◆ 阅读材料 ◆
==============================

ReentrantLock源码解析
ReentrantLock
ReentrantLock可重入排他锁,基于AQS同步框架实现锁机制。可重入锁支持公平和非公平模式,默认使用非公平模式。内部通过
AbstractQueuedSynchronizer中的内部类ConditionObject可以实现条件等待,调用Condition#await、Condition#signal的线程需要先获取到锁,否则将会抛出异常。
AQS实现
abstract static class Sync extends AbstractQueuedSynchronizer {
private static final long serialVersionUID = -5179523762034025860L;
abstract void lock();
/**
* 获取非公平锁
*/
final boolean nonfairTryAcquire(int acquires) {
final Thread current = Thread.currentThread();
int c = getState();
// state = 0,锁未被任何线程持有,立即尝试获取一次
if (c == 0) {
// 与公平锁的区别在于非公平不论同步队列中是否有线程等待,都立即获取一次锁
// 公平锁在会先检查同步队列中是否有在排队的,如果有立即进入队列排队
if (compareAndSetState(0, acquires)) {
// cas成功,获取锁成功,则设置当前持有锁线程为当前线程
setExclusiveOwnerThread(current);
// 返回true,表示获取锁成功
return true;
}
}
// 锁已被持有,但是锁可能被重入
// 锁被当前线程持有,持有次数+acquires,立即返回获取锁成功
else if (current == getExclusiveOwnerThread()) {
// 增加获取次数
int nextc = c + acquires;
if (nextc < 0) // overflow
throw new Error("Maximum lock count exceeded");
// 因为锁被当前线程持有,所以不需要加锁,直接更新即可
setState(nextc);
return true;
}
return false;
}
/**
* 释放锁
*/
protected final boolean tryRelease(int releases) {
// 释放后持有锁次数
int c = getState() - releases;
// 锁不是当前线程持有,抛出异常
if (Thread.currentThread() != getExclusiveOwnerThread())

==============================

◆ 数据记录 ◆
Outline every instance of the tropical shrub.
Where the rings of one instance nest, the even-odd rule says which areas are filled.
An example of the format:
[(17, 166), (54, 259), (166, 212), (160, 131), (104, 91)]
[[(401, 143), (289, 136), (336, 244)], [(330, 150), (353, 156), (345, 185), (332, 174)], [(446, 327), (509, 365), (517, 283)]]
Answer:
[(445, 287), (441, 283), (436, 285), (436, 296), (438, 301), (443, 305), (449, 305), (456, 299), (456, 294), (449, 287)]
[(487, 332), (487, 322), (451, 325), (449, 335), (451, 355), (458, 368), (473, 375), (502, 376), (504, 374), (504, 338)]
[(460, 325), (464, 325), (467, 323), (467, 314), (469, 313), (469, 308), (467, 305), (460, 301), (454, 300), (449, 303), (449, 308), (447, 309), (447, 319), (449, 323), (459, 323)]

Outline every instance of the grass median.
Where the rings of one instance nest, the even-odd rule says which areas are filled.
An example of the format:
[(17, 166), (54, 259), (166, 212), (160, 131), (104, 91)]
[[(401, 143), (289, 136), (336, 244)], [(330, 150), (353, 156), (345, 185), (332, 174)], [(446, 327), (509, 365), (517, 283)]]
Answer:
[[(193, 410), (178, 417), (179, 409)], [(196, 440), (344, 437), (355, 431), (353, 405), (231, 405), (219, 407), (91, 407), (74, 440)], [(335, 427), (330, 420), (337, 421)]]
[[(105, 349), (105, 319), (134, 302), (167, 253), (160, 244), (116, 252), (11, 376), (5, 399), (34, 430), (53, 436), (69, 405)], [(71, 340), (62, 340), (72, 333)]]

==============================

◆ 任务目标 A ◆
请返回ReentrantLock源码解析中从"ReentrantLock源码解析"到"获取到锁,否则将会抛出异常。"的原文。
◆ 任务目标 B ◆
根据ReentrantLock源码解析,可重入锁默认使用哪种模式?

◆ 最终答案 A ◆
ReentrantLock源码解析
ReentrantLock
ReentrantLock可重入排他锁,基于AQS同步框架实现锁机制。可重入锁支持公平和非公平模式,默认使用非公平模式。内部通过
AbstractQueuedSynchronizer中的内部类ConditionObject可以实现条件等待,调用Condition#await、Condition#signal的线程需要先获取到锁,否则将会抛出异常。

◆ 最终答案 B ◆
非公平模式。